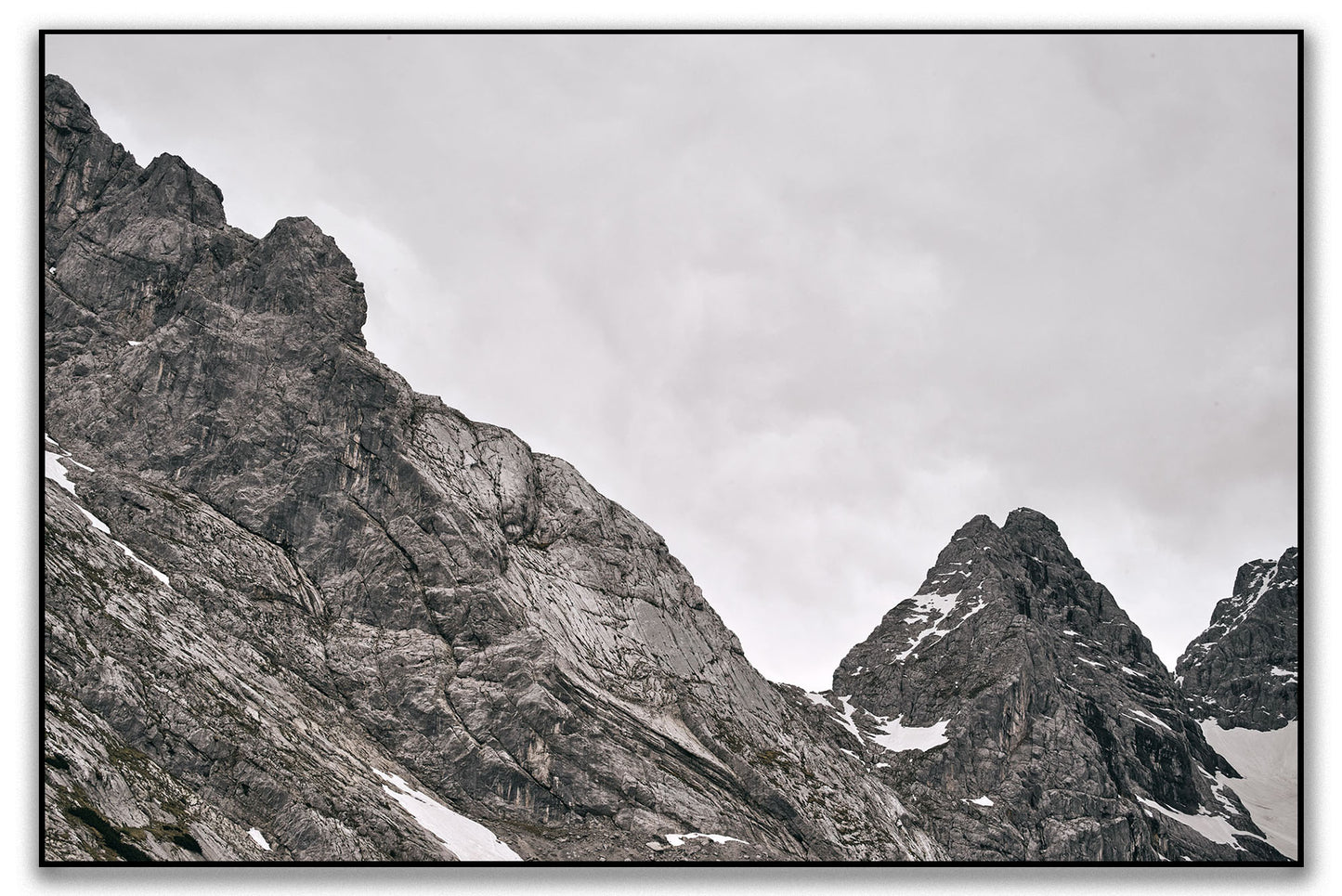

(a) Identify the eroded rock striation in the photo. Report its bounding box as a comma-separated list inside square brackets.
[818, 509, 1281, 861]
[43, 76, 1294, 861]
[43, 76, 945, 861]
[1174, 547, 1300, 731]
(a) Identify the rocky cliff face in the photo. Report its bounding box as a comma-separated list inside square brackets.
[828, 509, 1279, 861]
[43, 78, 944, 861]
[1174, 547, 1300, 731]
[1174, 547, 1300, 859]
[43, 78, 1294, 861]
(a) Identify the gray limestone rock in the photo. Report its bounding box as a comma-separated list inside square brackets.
[45, 78, 944, 861]
[828, 509, 1281, 861]
[1174, 547, 1300, 731]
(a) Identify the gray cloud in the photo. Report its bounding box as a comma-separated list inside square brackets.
[47, 29, 1299, 687]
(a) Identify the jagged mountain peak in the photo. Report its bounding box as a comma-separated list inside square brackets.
[820, 509, 1275, 860]
[45, 74, 945, 861]
[1174, 547, 1300, 731]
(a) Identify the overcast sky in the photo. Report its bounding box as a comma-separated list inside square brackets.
[47, 35, 1299, 688]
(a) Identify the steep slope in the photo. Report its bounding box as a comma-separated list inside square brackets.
[1174, 547, 1300, 859]
[1174, 547, 1300, 731]
[828, 509, 1281, 861]
[43, 76, 944, 860]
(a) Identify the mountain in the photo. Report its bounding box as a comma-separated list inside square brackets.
[1174, 547, 1300, 859]
[1174, 547, 1300, 731]
[42, 76, 1281, 863]
[43, 76, 944, 861]
[828, 509, 1281, 861]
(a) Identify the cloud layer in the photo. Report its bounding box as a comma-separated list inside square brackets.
[47, 35, 1299, 688]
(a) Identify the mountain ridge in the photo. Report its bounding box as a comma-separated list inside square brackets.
[43, 76, 1279, 861]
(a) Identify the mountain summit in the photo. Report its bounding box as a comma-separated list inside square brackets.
[42, 76, 1281, 863]
[833, 509, 1278, 861]
[43, 78, 942, 861]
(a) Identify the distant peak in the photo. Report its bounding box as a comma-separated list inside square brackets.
[139, 153, 227, 229]
[1002, 507, 1058, 533]
[956, 513, 1001, 538]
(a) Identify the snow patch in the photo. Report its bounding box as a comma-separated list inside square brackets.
[1127, 709, 1174, 733]
[1137, 797, 1254, 849]
[373, 769, 522, 861]
[868, 715, 950, 752]
[661, 830, 750, 847]
[42, 448, 79, 498]
[1201, 719, 1300, 859]
[111, 539, 169, 585]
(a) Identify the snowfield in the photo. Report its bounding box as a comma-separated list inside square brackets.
[1201, 719, 1300, 859]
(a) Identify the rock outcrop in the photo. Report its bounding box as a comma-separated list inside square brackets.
[821, 509, 1281, 861]
[1174, 547, 1300, 859]
[43, 76, 945, 861]
[1174, 547, 1300, 731]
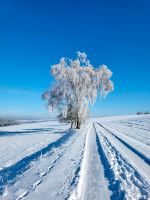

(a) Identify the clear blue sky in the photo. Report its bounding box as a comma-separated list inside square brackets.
[0, 0, 150, 116]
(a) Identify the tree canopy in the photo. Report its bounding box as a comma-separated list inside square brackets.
[43, 52, 114, 128]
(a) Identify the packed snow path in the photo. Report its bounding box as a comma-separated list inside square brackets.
[0, 117, 150, 200]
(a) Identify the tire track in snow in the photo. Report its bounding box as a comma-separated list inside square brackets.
[20, 122, 89, 200]
[0, 128, 75, 195]
[95, 122, 150, 200]
[97, 122, 150, 165]
[93, 124, 125, 200]
[69, 124, 110, 200]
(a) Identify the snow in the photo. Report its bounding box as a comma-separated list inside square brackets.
[0, 115, 150, 200]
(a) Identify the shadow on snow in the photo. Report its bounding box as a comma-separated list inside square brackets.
[0, 130, 75, 195]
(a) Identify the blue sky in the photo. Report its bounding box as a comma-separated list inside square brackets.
[0, 0, 150, 117]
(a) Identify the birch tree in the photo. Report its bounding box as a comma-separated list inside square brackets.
[43, 52, 114, 129]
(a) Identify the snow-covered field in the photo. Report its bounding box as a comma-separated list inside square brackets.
[0, 115, 150, 200]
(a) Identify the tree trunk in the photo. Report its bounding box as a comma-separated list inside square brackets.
[71, 122, 73, 128]
[76, 117, 80, 129]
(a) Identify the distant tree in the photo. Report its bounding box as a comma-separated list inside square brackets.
[144, 111, 150, 115]
[136, 111, 143, 115]
[43, 52, 114, 129]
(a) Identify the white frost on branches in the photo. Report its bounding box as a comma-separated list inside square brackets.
[43, 52, 114, 128]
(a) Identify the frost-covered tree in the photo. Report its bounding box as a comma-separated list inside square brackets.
[43, 52, 113, 128]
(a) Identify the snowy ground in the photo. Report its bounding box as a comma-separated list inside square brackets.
[0, 115, 150, 200]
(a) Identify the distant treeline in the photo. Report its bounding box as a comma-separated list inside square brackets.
[0, 119, 18, 127]
[136, 111, 150, 115]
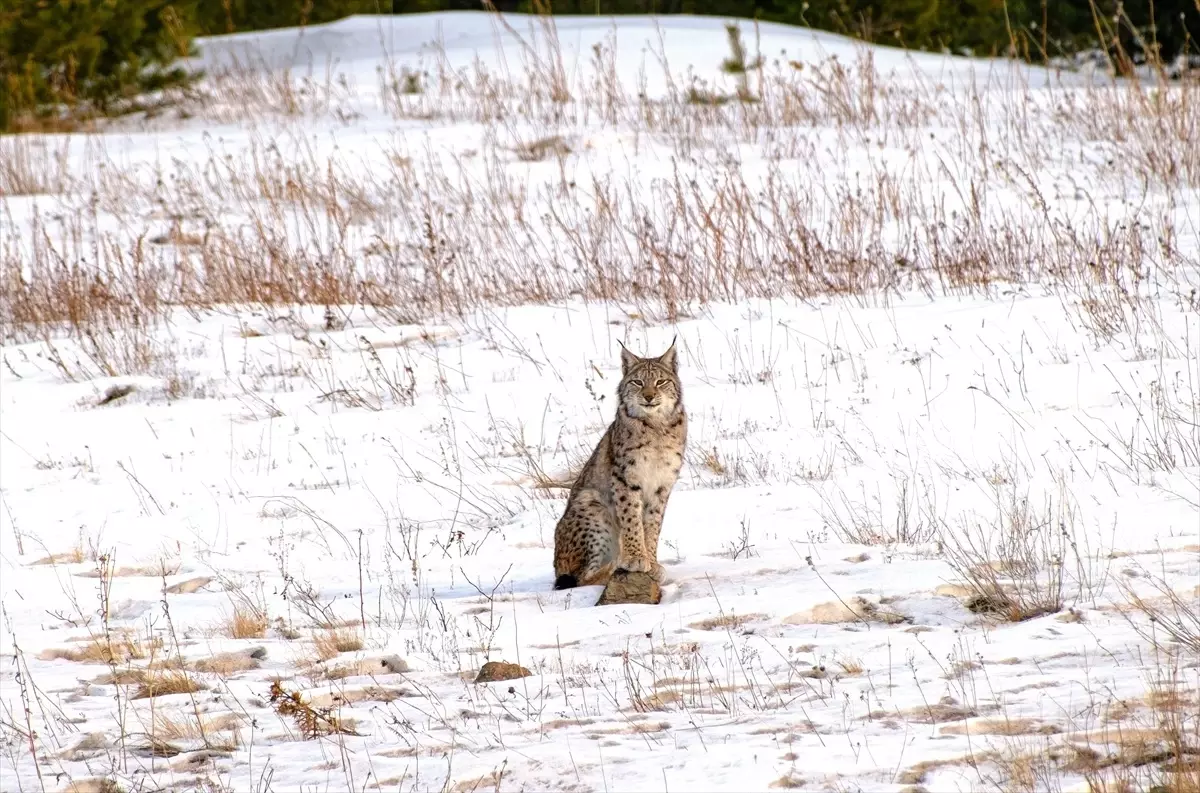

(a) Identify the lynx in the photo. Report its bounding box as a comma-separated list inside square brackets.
[554, 341, 688, 589]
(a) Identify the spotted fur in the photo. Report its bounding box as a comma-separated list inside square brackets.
[554, 342, 688, 589]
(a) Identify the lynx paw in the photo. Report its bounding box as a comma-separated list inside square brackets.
[617, 557, 654, 572]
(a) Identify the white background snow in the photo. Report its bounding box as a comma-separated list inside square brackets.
[0, 13, 1200, 791]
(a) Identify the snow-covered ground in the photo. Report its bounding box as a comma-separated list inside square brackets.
[0, 13, 1200, 791]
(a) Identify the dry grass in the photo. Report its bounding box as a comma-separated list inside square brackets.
[222, 605, 270, 638]
[146, 709, 244, 751]
[0, 27, 1200, 357]
[688, 613, 770, 631]
[312, 627, 362, 661]
[941, 472, 1092, 623]
[270, 680, 356, 740]
[41, 631, 162, 666]
[130, 668, 206, 699]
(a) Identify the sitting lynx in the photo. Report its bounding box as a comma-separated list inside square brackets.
[554, 342, 688, 589]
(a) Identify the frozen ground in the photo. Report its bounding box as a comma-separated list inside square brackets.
[0, 13, 1200, 791]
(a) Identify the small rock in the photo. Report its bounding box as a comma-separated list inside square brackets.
[379, 655, 412, 674]
[59, 732, 110, 763]
[167, 576, 212, 595]
[96, 384, 137, 405]
[596, 570, 662, 606]
[475, 661, 533, 683]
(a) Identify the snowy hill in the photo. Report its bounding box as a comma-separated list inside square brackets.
[0, 13, 1200, 791]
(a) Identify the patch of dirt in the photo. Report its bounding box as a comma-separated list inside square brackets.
[475, 661, 533, 683]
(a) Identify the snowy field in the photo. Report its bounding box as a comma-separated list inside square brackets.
[0, 13, 1200, 793]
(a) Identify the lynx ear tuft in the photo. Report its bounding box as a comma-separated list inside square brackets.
[659, 336, 679, 372]
[617, 338, 642, 374]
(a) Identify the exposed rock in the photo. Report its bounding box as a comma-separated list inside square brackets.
[596, 570, 662, 606]
[379, 655, 412, 674]
[784, 595, 906, 625]
[167, 576, 212, 595]
[59, 732, 110, 763]
[475, 661, 533, 683]
[96, 383, 137, 405]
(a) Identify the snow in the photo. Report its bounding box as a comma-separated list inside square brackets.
[0, 12, 1200, 791]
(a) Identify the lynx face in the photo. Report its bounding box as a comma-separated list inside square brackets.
[618, 344, 682, 419]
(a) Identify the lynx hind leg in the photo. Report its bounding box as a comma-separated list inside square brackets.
[554, 491, 617, 589]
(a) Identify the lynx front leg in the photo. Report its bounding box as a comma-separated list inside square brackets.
[612, 476, 650, 572]
[642, 487, 671, 581]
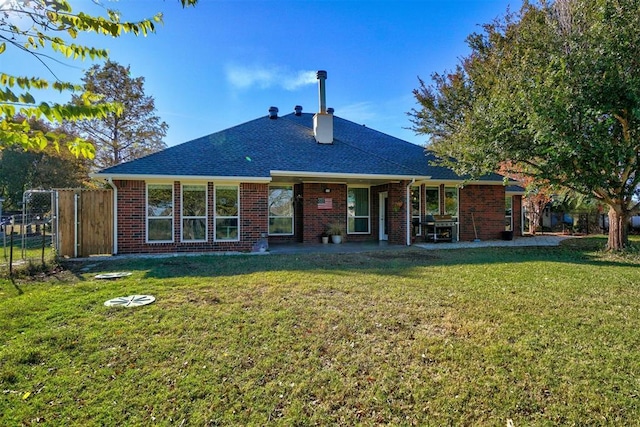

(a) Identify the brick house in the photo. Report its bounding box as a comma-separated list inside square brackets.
[93, 71, 522, 254]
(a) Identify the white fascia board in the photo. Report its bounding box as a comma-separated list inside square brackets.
[430, 179, 506, 187]
[89, 173, 271, 184]
[271, 170, 431, 181]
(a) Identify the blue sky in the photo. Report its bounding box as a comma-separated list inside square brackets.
[0, 0, 520, 146]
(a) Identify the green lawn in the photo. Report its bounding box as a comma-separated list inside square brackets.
[0, 239, 640, 426]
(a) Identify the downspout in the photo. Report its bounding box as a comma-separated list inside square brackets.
[73, 193, 78, 258]
[405, 178, 416, 246]
[107, 177, 118, 255]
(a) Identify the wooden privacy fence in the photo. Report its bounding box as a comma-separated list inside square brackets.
[56, 189, 113, 257]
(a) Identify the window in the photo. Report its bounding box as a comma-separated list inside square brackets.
[347, 188, 369, 234]
[269, 185, 293, 235]
[182, 184, 207, 242]
[504, 196, 513, 231]
[147, 184, 173, 243]
[444, 187, 458, 221]
[215, 186, 240, 242]
[411, 186, 422, 236]
[424, 187, 440, 215]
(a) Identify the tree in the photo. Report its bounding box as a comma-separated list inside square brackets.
[0, 0, 198, 157]
[410, 0, 640, 250]
[70, 60, 169, 169]
[0, 118, 89, 210]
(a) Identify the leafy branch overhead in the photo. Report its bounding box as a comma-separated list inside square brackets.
[0, 0, 197, 157]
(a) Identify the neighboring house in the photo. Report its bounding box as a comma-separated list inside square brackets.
[94, 71, 522, 253]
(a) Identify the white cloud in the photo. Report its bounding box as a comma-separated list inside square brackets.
[225, 65, 317, 91]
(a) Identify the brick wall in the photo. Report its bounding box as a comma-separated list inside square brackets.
[115, 181, 522, 254]
[513, 195, 522, 236]
[459, 185, 505, 241]
[114, 181, 269, 254]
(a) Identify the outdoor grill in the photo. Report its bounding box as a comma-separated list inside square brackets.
[424, 215, 458, 242]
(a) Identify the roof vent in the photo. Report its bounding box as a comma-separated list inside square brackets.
[313, 70, 333, 144]
[316, 70, 327, 114]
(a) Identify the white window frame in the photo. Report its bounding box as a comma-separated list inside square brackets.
[213, 184, 242, 242]
[410, 185, 422, 236]
[347, 185, 371, 234]
[180, 183, 209, 243]
[267, 184, 296, 236]
[504, 196, 513, 231]
[442, 187, 460, 221]
[424, 185, 441, 215]
[144, 182, 175, 244]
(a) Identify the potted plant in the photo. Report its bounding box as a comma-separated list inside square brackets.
[327, 223, 342, 243]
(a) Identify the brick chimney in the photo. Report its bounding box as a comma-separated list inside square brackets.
[313, 70, 333, 144]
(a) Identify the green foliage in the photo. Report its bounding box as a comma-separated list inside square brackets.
[0, 118, 89, 211]
[412, 0, 640, 249]
[0, 0, 197, 157]
[67, 60, 169, 169]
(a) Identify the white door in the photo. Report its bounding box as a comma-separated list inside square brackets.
[378, 191, 389, 240]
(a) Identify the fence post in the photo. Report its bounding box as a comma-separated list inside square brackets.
[40, 226, 47, 267]
[9, 231, 13, 277]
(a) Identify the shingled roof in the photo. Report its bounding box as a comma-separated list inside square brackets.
[94, 113, 502, 182]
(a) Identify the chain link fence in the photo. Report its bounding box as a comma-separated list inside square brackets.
[1, 190, 57, 276]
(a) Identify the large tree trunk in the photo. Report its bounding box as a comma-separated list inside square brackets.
[607, 206, 629, 251]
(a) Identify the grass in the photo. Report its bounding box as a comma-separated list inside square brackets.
[0, 238, 640, 426]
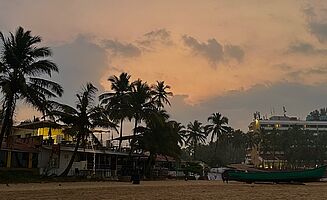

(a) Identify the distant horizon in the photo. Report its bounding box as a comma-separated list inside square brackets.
[0, 0, 327, 131]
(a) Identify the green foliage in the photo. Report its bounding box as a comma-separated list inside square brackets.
[306, 108, 327, 121]
[182, 130, 247, 167]
[0, 27, 63, 147]
[49, 83, 116, 176]
[260, 127, 327, 168]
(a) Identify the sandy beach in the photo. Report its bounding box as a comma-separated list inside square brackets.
[0, 181, 327, 200]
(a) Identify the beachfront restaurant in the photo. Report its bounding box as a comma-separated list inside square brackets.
[0, 136, 42, 175]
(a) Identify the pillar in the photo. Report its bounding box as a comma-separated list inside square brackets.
[7, 150, 11, 168]
[28, 153, 33, 169]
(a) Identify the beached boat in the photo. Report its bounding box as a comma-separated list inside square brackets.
[223, 165, 327, 183]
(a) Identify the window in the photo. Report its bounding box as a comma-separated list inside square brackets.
[32, 153, 38, 168]
[0, 151, 7, 167]
[11, 152, 28, 168]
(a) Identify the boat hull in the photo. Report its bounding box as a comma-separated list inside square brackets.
[225, 166, 327, 183]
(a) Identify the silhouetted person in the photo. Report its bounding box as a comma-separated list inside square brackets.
[221, 170, 229, 183]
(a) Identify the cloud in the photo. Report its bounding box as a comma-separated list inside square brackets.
[52, 35, 109, 105]
[182, 35, 244, 67]
[168, 82, 327, 131]
[224, 44, 244, 63]
[286, 65, 327, 82]
[103, 40, 141, 57]
[303, 6, 327, 43]
[136, 28, 174, 51]
[287, 42, 327, 55]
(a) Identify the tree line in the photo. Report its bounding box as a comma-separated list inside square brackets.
[0, 27, 254, 175]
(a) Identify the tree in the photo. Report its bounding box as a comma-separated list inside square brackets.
[151, 81, 173, 109]
[51, 83, 116, 176]
[99, 73, 132, 150]
[135, 111, 181, 176]
[185, 120, 207, 160]
[0, 27, 63, 148]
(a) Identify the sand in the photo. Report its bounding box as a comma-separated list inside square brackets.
[0, 181, 327, 200]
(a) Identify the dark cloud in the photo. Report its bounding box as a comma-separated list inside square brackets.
[224, 44, 244, 63]
[169, 82, 327, 131]
[136, 29, 174, 51]
[143, 29, 173, 45]
[309, 21, 327, 43]
[103, 40, 141, 57]
[286, 66, 327, 81]
[273, 63, 293, 71]
[287, 42, 327, 55]
[53, 35, 108, 105]
[182, 35, 244, 66]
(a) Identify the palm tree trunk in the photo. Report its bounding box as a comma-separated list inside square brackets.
[118, 118, 124, 151]
[60, 134, 82, 176]
[129, 117, 138, 156]
[193, 142, 196, 161]
[0, 96, 15, 149]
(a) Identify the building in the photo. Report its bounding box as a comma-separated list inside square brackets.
[0, 127, 42, 174]
[245, 115, 327, 169]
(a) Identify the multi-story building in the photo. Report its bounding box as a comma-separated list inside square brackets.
[246, 115, 327, 168]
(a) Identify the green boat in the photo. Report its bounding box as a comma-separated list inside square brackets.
[223, 165, 327, 183]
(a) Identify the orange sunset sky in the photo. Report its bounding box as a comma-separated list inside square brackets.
[0, 0, 327, 131]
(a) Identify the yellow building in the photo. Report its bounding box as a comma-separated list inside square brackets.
[14, 120, 72, 144]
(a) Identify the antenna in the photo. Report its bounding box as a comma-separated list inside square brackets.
[283, 106, 286, 117]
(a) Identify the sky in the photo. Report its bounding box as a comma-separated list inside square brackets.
[0, 0, 327, 131]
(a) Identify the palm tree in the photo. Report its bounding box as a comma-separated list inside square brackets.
[169, 121, 187, 146]
[51, 83, 116, 176]
[151, 81, 173, 109]
[207, 112, 231, 142]
[99, 73, 132, 150]
[130, 79, 156, 153]
[135, 111, 181, 178]
[0, 27, 63, 148]
[185, 120, 207, 160]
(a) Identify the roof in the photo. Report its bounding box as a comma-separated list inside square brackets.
[16, 120, 64, 129]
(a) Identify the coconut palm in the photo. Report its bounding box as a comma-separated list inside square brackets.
[51, 83, 116, 176]
[130, 79, 156, 153]
[151, 81, 173, 109]
[99, 73, 132, 150]
[185, 120, 207, 160]
[0, 27, 63, 148]
[135, 111, 181, 176]
[169, 121, 187, 146]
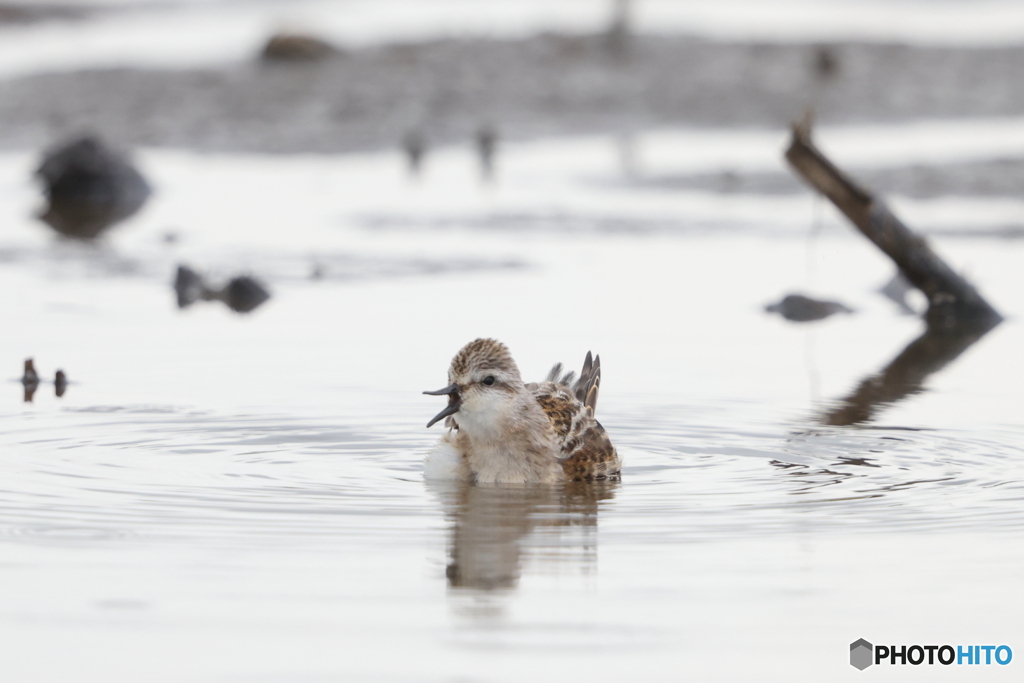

WORK TO DO - Gather every line of the rows above that contains the word "house", and copy each of those lines unchanged.

TASK RESULT -
(a) Identify the brick house in the photo. Report its bounding box as a comma-separated list inside square brackets.
(a) Identify the neighboring house in the photo. Report its bounding box as a comma-separated list inside square brackets.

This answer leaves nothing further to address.